[[ Supplied material open ]]

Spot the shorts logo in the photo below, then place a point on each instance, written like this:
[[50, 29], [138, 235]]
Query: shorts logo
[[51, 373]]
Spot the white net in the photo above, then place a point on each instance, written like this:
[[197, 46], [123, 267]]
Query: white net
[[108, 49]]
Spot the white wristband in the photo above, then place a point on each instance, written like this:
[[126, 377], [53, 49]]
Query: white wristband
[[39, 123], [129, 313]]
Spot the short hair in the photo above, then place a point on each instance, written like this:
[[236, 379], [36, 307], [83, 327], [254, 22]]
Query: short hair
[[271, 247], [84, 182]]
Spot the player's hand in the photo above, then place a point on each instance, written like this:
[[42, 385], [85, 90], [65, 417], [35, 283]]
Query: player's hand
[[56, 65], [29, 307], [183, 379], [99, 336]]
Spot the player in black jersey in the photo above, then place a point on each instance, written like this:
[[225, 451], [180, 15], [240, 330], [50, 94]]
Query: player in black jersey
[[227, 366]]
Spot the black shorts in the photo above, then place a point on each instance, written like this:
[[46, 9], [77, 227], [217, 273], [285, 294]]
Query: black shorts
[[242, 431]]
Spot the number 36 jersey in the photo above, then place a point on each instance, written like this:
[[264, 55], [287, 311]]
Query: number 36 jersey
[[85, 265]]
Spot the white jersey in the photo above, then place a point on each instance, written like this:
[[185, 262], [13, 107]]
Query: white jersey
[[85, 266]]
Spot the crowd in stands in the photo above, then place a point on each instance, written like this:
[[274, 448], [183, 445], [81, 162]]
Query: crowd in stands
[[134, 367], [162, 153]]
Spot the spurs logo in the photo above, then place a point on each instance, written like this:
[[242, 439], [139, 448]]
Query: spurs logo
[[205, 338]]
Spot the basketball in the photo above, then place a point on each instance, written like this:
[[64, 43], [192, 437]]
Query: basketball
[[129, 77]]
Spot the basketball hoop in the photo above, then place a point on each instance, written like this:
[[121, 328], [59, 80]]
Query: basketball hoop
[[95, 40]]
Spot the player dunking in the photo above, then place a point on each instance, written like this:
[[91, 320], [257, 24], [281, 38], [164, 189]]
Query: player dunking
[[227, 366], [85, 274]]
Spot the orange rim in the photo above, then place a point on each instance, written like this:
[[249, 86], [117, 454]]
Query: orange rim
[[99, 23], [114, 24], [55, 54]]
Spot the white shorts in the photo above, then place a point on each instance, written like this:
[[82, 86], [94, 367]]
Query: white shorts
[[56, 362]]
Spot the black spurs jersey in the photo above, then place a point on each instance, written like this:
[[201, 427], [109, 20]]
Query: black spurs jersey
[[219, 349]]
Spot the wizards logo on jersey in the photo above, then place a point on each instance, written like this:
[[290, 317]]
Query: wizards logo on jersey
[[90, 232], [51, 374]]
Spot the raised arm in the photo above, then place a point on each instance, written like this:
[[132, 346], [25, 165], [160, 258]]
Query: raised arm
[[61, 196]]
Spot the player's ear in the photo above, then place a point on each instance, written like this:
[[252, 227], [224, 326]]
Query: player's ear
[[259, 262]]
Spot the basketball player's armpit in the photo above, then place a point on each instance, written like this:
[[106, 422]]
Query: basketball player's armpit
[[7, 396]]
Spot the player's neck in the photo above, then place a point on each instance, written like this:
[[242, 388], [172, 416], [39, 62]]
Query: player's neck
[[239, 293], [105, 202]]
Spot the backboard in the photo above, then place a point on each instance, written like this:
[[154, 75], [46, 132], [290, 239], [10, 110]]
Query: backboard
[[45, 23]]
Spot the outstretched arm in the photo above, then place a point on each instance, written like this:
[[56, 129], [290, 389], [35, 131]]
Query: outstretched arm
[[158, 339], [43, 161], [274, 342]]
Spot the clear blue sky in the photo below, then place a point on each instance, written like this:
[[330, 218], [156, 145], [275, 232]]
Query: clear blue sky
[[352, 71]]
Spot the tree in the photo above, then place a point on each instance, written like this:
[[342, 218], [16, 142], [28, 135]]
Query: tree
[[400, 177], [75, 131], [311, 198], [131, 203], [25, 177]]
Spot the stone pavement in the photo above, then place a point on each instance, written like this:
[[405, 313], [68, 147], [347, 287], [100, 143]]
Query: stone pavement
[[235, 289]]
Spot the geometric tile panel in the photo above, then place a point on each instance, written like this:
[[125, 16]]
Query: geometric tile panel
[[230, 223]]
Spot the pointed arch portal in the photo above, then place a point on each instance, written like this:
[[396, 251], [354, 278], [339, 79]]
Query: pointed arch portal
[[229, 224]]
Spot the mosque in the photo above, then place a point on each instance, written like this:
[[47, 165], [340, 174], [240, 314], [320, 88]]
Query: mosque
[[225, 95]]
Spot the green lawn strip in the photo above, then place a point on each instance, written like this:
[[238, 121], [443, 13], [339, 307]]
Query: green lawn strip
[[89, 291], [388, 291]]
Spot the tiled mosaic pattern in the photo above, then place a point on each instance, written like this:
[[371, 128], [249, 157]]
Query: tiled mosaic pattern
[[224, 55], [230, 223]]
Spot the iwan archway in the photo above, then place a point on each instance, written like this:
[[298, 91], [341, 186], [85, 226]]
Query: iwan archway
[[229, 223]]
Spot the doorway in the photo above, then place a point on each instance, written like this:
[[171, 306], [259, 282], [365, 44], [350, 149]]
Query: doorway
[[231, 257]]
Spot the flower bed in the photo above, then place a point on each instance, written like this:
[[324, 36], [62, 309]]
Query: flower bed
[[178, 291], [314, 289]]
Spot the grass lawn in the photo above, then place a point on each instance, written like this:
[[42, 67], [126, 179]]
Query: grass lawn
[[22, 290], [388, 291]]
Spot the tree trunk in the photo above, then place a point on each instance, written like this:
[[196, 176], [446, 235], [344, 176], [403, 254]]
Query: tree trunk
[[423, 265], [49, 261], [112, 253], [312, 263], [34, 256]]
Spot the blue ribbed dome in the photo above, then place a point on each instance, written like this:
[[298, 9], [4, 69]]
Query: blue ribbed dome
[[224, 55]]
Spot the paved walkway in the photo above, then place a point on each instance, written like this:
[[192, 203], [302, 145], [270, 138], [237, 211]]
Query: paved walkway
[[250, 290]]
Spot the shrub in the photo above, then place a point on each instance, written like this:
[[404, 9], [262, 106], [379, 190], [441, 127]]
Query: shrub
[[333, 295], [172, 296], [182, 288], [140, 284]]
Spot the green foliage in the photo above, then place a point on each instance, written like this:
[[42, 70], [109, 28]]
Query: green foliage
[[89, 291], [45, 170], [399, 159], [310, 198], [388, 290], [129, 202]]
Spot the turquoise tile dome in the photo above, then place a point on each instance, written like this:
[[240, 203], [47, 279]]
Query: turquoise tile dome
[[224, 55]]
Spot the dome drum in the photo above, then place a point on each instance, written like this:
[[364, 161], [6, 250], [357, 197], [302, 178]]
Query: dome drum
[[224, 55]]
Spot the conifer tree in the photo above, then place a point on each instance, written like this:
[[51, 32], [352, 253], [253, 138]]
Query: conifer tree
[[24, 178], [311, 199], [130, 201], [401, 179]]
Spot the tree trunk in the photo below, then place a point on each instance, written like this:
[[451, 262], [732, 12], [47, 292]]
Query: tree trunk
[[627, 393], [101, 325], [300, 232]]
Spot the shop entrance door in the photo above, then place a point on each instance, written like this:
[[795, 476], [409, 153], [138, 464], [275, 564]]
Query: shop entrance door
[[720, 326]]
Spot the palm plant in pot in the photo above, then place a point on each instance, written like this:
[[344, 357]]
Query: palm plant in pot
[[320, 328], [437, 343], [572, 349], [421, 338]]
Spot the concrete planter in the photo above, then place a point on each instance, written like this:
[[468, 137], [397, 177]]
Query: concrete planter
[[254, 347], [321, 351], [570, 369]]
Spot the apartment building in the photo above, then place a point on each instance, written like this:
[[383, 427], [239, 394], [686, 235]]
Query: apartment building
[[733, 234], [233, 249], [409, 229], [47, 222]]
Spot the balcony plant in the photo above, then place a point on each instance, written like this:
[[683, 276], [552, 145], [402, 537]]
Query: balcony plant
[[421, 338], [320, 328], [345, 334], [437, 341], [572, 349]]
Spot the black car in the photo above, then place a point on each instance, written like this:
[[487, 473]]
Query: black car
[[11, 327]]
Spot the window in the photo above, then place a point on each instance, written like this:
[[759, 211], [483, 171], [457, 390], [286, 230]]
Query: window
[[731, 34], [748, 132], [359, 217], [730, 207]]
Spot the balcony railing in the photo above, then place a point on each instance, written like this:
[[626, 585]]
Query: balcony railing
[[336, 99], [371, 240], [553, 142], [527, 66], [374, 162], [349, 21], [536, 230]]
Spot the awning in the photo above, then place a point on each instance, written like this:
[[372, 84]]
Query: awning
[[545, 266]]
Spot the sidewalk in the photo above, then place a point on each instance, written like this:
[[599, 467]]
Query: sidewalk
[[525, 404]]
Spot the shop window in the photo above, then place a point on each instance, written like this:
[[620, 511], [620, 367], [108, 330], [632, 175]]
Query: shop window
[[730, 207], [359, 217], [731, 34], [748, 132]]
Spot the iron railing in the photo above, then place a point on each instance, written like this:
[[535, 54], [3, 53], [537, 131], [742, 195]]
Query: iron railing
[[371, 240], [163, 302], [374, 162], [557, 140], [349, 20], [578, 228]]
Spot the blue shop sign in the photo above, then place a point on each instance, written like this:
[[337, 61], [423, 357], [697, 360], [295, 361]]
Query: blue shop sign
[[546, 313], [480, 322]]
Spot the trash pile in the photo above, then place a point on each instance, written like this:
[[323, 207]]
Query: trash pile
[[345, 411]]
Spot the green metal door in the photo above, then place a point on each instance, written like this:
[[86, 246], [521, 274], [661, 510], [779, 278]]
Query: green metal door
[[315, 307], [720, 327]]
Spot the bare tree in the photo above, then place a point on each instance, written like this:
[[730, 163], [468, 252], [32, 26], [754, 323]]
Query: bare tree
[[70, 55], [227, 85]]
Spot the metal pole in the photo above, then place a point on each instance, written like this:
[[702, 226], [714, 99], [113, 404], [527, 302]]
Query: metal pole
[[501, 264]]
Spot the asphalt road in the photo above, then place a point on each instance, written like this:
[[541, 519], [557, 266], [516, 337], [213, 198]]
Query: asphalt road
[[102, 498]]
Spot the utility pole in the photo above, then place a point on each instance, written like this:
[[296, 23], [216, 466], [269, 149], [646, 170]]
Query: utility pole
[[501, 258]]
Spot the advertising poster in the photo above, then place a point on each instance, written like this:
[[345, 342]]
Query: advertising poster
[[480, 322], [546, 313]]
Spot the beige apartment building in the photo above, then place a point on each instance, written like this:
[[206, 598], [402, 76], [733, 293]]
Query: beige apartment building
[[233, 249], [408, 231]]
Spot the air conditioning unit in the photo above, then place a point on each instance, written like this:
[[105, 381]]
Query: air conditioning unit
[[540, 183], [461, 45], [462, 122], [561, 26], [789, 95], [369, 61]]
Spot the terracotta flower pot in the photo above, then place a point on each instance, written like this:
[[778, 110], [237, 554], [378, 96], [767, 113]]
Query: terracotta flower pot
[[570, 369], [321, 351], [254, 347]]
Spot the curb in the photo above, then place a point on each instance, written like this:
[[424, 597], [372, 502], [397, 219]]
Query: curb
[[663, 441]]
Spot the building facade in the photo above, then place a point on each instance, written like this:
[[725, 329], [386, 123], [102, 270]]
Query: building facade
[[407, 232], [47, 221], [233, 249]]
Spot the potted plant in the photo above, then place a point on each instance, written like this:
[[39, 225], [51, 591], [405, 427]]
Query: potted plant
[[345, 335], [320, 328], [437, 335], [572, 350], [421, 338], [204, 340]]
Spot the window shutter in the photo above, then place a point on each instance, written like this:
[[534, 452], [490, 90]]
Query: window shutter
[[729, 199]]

[[ Supplied material closed ]]

# Task details:
Your answer should be each line of the data that contains the word "below", copied as it stands.

# Answer area:
Spot the shorts logo in the photo below, then place a point on each instance, written like this:
Spot the clear blue sky in the photo below, then place a point on each instance, written like this:
Spot the tree trunk in the photo below, then place a point on each instance, written like this:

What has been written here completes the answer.